[Excerpts of pointing data]
____________

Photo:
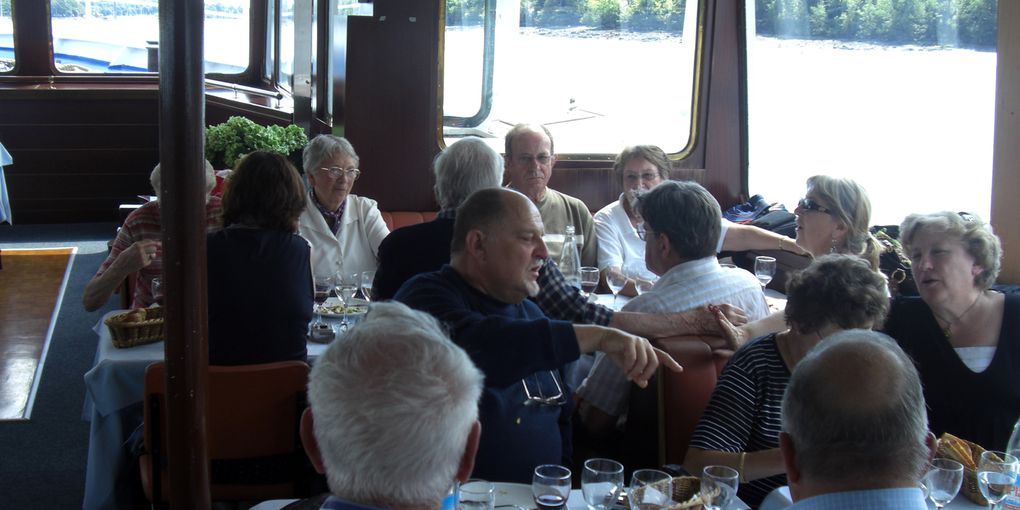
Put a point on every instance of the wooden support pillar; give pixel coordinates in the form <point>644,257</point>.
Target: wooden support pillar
<point>182,119</point>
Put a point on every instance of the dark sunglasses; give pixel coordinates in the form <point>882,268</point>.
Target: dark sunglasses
<point>810,205</point>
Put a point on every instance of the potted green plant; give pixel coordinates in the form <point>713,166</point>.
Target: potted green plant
<point>227,142</point>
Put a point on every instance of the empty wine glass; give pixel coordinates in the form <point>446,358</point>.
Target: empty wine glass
<point>944,480</point>
<point>323,285</point>
<point>997,472</point>
<point>718,487</point>
<point>616,281</point>
<point>650,490</point>
<point>601,482</point>
<point>551,487</point>
<point>367,277</point>
<point>346,285</point>
<point>764,269</point>
<point>589,279</point>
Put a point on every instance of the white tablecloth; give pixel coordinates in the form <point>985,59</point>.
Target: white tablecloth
<point>113,405</point>
<point>779,499</point>
<point>5,159</point>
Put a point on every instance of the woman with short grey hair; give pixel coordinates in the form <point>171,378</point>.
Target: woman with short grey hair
<point>742,423</point>
<point>345,230</point>
<point>963,336</point>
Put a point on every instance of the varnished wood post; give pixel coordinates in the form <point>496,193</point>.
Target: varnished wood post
<point>182,119</point>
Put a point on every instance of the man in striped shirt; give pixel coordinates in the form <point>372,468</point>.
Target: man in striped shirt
<point>681,232</point>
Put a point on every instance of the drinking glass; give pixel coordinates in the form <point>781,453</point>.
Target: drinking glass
<point>346,285</point>
<point>367,277</point>
<point>551,487</point>
<point>601,482</point>
<point>651,490</point>
<point>764,269</point>
<point>944,480</point>
<point>718,487</point>
<point>616,281</point>
<point>996,474</point>
<point>476,495</point>
<point>157,290</point>
<point>589,279</point>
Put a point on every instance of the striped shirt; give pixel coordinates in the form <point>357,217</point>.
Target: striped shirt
<point>745,413</point>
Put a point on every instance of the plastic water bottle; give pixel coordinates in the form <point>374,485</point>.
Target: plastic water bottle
<point>1013,448</point>
<point>570,258</point>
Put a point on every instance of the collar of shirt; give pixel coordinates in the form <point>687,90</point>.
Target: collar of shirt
<point>333,218</point>
<point>335,503</point>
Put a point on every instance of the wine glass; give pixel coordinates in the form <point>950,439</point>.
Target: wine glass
<point>718,487</point>
<point>997,472</point>
<point>367,277</point>
<point>944,480</point>
<point>551,487</point>
<point>476,495</point>
<point>764,269</point>
<point>601,482</point>
<point>322,287</point>
<point>346,285</point>
<point>616,281</point>
<point>589,279</point>
<point>651,490</point>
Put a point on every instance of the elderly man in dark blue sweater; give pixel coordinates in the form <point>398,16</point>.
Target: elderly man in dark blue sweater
<point>497,252</point>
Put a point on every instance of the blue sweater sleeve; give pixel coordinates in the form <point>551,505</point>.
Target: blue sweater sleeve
<point>506,342</point>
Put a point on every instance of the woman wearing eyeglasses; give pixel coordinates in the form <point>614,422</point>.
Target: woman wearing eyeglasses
<point>958,330</point>
<point>834,217</point>
<point>345,230</point>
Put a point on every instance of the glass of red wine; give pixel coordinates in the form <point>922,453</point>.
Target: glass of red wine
<point>551,487</point>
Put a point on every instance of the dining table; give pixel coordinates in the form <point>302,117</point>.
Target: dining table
<point>113,398</point>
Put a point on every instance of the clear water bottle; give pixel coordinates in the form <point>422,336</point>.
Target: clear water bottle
<point>570,258</point>
<point>1013,448</point>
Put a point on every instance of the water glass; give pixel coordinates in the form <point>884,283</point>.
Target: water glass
<point>764,269</point>
<point>367,278</point>
<point>718,487</point>
<point>651,490</point>
<point>944,480</point>
<point>589,279</point>
<point>616,281</point>
<point>997,472</point>
<point>156,286</point>
<point>551,487</point>
<point>476,495</point>
<point>601,482</point>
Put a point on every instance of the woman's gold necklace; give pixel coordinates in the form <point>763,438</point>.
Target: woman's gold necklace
<point>948,330</point>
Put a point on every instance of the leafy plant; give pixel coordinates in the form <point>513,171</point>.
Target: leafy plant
<point>226,143</point>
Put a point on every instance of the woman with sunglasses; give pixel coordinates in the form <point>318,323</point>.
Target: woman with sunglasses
<point>834,217</point>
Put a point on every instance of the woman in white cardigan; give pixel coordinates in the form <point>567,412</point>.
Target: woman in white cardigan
<point>345,230</point>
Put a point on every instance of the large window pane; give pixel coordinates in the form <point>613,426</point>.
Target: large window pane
<point>899,96</point>
<point>599,73</point>
<point>6,38</point>
<point>105,36</point>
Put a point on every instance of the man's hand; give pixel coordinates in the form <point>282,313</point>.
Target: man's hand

____________

*What this task involves*. Retype all of the records above word for word, without the pictures.

*Expected answer*.
Photo:
Put a point on every instance of the wooden support pillar; give pixel coordinates in the form <point>644,257</point>.
Target: wooden support pillar
<point>182,119</point>
Put a point on every instance of the dark sunglasses; give pixel coordinates in the form <point>882,268</point>.
Target: dark sunglasses
<point>810,205</point>
Put a point on every instance of the potted green plant; give pixel coordinates in the form <point>713,166</point>.
Target: potted green plant
<point>227,142</point>
Put a point on every instance of the empty wine glass; give pixel coordinates in the form <point>446,358</point>.
Target: empty wine glass
<point>944,480</point>
<point>323,285</point>
<point>997,472</point>
<point>718,487</point>
<point>616,281</point>
<point>650,490</point>
<point>601,482</point>
<point>551,487</point>
<point>367,277</point>
<point>346,285</point>
<point>764,269</point>
<point>589,279</point>
Put a point on every instance of the white tablecloth; give pixel coordinates in the form <point>985,59</point>.
Target: white tablecloth
<point>113,405</point>
<point>779,499</point>
<point>5,159</point>
Put a point on every instance of the woman with short grey hair; give pixel coordinates in the form <point>171,378</point>.
Target: woman with short grey hair
<point>742,423</point>
<point>345,230</point>
<point>963,336</point>
Put a point on every instance of the varnished wood post; give pixel coordinates in the form <point>496,193</point>.
Target: varnished wood post
<point>182,119</point>
Put a point on every instance of the man in striped shirt; give pixel coordinates in the form <point>372,468</point>.
Target: man in striped shirt
<point>681,232</point>
Put a point on every instance of the drinking glass; give pixel coordinates in the form <point>781,453</point>.
Target: drinking glass
<point>346,285</point>
<point>367,277</point>
<point>551,487</point>
<point>601,482</point>
<point>651,490</point>
<point>764,269</point>
<point>944,480</point>
<point>718,487</point>
<point>616,281</point>
<point>996,474</point>
<point>476,495</point>
<point>157,290</point>
<point>589,279</point>
Put a point on every instance of the striped shirt; give pixel coordinates in the form <point>357,217</point>.
Target: striped shirt
<point>745,413</point>
Put a point on every instance of the plastic water bottle; give pixel coordinates in the form <point>374,485</point>.
Target: plastic water bottle
<point>1013,448</point>
<point>570,258</point>
Put a point on every instance of the collar of shirt; give pixel coordinates in the form <point>687,90</point>.
Target: collar of shirt
<point>333,218</point>
<point>335,503</point>
Put a point on every instance of the wine glass; give pixel coordinates in the form <point>950,439</point>.
Target: wine glass
<point>718,487</point>
<point>997,472</point>
<point>367,277</point>
<point>944,480</point>
<point>551,487</point>
<point>476,495</point>
<point>764,269</point>
<point>601,482</point>
<point>322,287</point>
<point>346,285</point>
<point>616,281</point>
<point>589,279</point>
<point>651,490</point>
Put a point on every instance of the elderly man in dark blue sweater; give pixel coordinates in the form <point>398,16</point>.
Target: elderly man in dark blue sweater
<point>497,252</point>
Put a point on every instance of the blue sweater sleeve; give pixel coordinates in the form <point>551,505</point>.
Target: blue sweater sleeve
<point>506,342</point>
Put a point on every instance of the woman wearing eyeglasses; give pixel coordinates in the form <point>614,422</point>.
Target: woman wearing eyeglasses
<point>958,330</point>
<point>834,217</point>
<point>345,230</point>
Put a point on every instance of the glass of red wine; give pixel coordinates in the form <point>922,453</point>.
Target: glass of red wine
<point>551,487</point>
Put a point on every instance of the dining table; give pixel coordinates in the form <point>302,117</point>.
Target: dining table
<point>113,398</point>
Put a point on every instance of the clear water bottle; give pixel coordinates in the form <point>422,336</point>.
Target: clear water bottle
<point>570,258</point>
<point>1013,448</point>
Put a point on every instance of the water glass; give pixel coordinates in the form <point>884,283</point>.
Target: water glass
<point>764,269</point>
<point>367,278</point>
<point>718,487</point>
<point>651,490</point>
<point>944,480</point>
<point>589,279</point>
<point>616,281</point>
<point>997,472</point>
<point>156,286</point>
<point>551,487</point>
<point>476,495</point>
<point>601,482</point>
Put a point on every instance of the woman's gold necklace; give pixel coordinates in the form <point>763,438</point>.
Target: woman's gold necklace
<point>948,330</point>
Put a point on every instance of the leafy plant; give pixel coordinates in the form <point>513,171</point>.
Target: leafy plant
<point>226,143</point>
Put a point on every instance of the woman with sunglasses; give pixel coordinates in the form <point>318,323</point>.
Target: woman with sunglasses
<point>834,217</point>
Put a point on every instance of the woman in white cardigan; give pixel coordinates in the form <point>567,412</point>.
Target: woman in white cardigan
<point>345,230</point>
Put a point on every instance of the large window pane; give pixel coordinates in the form <point>613,426</point>.
Target: large window pane
<point>899,96</point>
<point>599,73</point>
<point>6,38</point>
<point>105,36</point>
Put a point on every instance of the man's hand; give pixel coordinates in the form <point>282,313</point>.
Target: man's hand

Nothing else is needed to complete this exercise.